(Pointing dataset excerpts)
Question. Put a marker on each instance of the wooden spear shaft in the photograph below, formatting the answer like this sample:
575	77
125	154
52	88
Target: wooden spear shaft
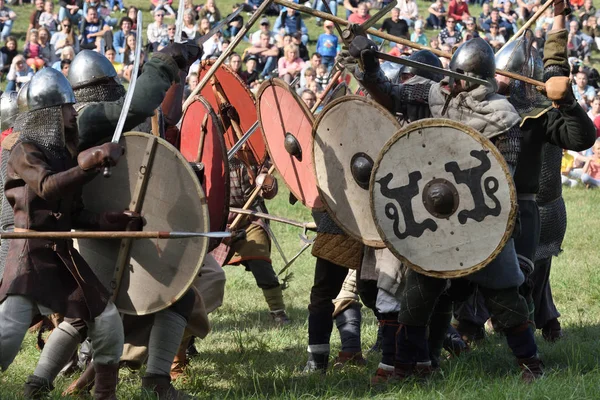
236	40
397	39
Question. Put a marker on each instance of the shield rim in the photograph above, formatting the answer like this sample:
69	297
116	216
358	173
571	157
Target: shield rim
485	142
227	68
203	210
221	139
378	244
281	83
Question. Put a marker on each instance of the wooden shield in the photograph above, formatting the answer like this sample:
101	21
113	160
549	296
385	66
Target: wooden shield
154	179
348	135
287	128
202	141
443	198
226	88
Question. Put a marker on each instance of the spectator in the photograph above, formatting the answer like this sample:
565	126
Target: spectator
361	15
408	11
34	18
459	10
211	12
7	16
265	27
494	38
92	31
251	74
591	168
418	36
72	9
583	92
189	24
290	22
48	19
450	35
119	37
157	30
19	74
394	25
265	54
327	44
437	15
290	65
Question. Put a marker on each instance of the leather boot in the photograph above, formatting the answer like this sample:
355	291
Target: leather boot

## Stated goal
Repeat the material above verbatim, with no pictures in the output.

## Exercise solution
Question. Put a marker on each instance of the wooden spear shaft in the photograph below, formatting the answer like this sample:
575	77
125	154
52	88
Target: wooden spear shaft
236	40
397	39
Question. Put a marker on each instance of the shield rim in the photograph above, formatting the answer like this sample:
69	297
116	216
358	173
571	157
Target: shield rim
485	142
227	68
203	210
221	139
378	244
281	83
Question. Put a marker on each instance of the wooden shield in the photograph above, formatting the answer like this sample:
101	21
113	160
549	296
385	66
Target: wooden shield
154	179
348	135
287	128
202	141
443	198
226	88
Question. Put a marker on each instance of the spectator in the photograph above, formatting the answer like this sample:
565	126
Target: spectator
361	15
408	11
34	18
459	10
211	12
7	16
265	27
494	38
92	31
251	74
591	168
418	36
72	9
583	92
189	24
290	22
48	19
450	35
119	37
157	30
19	74
394	25
265	54
327	44
437	15
290	65
Question. Put a marker on each instance of the leather boot in the photograph above, formatting the answer like this sample:
355	291
Target: leather boot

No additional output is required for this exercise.